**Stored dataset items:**
------------

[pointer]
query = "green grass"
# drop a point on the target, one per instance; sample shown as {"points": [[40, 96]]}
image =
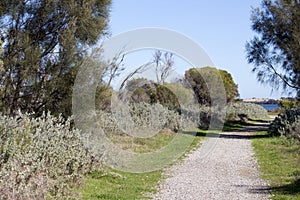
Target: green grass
{"points": [[112, 184], [279, 161], [115, 185]]}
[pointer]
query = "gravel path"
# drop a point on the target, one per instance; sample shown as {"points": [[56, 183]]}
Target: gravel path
{"points": [[229, 171]]}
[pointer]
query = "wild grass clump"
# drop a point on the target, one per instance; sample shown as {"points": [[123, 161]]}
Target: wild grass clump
{"points": [[41, 158], [244, 111], [140, 117], [287, 124]]}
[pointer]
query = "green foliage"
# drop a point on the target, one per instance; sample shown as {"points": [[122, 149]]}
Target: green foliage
{"points": [[103, 97], [39, 69], [154, 93], [244, 111], [289, 104], [184, 95], [230, 87], [286, 124], [275, 51], [41, 158], [116, 185], [1, 51], [141, 118], [208, 82], [279, 162]]}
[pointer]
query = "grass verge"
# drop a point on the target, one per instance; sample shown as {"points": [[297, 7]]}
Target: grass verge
{"points": [[279, 161], [112, 184]]}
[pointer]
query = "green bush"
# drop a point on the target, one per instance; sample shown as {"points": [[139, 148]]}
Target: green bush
{"points": [[244, 111], [286, 124], [40, 158]]}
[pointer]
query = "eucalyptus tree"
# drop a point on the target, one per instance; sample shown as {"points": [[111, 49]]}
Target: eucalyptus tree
{"points": [[44, 43], [275, 50]]}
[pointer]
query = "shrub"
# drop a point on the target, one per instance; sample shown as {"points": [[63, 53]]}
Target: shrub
{"points": [[139, 117], [40, 157], [286, 124], [236, 111]]}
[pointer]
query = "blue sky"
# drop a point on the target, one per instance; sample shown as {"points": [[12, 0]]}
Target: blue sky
{"points": [[220, 27]]}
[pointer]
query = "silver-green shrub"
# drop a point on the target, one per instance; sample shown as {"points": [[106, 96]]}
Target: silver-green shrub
{"points": [[40, 158], [139, 118], [237, 111]]}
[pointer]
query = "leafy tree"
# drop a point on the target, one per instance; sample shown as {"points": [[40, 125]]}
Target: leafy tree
{"points": [[44, 44], [184, 95], [275, 51], [132, 84], [195, 78], [154, 93], [231, 88]]}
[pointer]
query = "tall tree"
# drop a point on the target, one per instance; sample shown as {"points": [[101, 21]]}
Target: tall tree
{"points": [[163, 65], [44, 42], [275, 51]]}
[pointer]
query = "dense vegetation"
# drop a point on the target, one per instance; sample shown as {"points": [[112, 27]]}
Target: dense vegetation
{"points": [[275, 50], [45, 42], [207, 83]]}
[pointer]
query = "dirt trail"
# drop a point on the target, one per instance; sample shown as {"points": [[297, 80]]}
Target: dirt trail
{"points": [[229, 171]]}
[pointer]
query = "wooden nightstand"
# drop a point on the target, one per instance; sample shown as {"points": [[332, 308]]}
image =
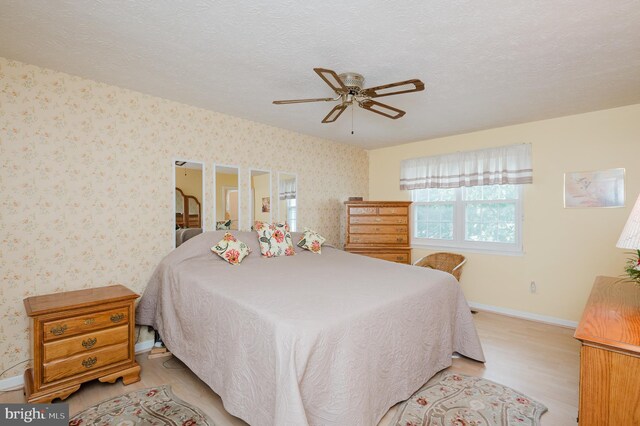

------------

**SET PROBLEM:**
Pull out each line of the records above that contains the word "green" and copy those lines.

**ANSWER:**
query = "green grass"
Target: green grass
query = "green foliage"
Target: green foliage
query = "green bush"
Target: green bush
query = "silver-green shrub"
Target: silver-green shrub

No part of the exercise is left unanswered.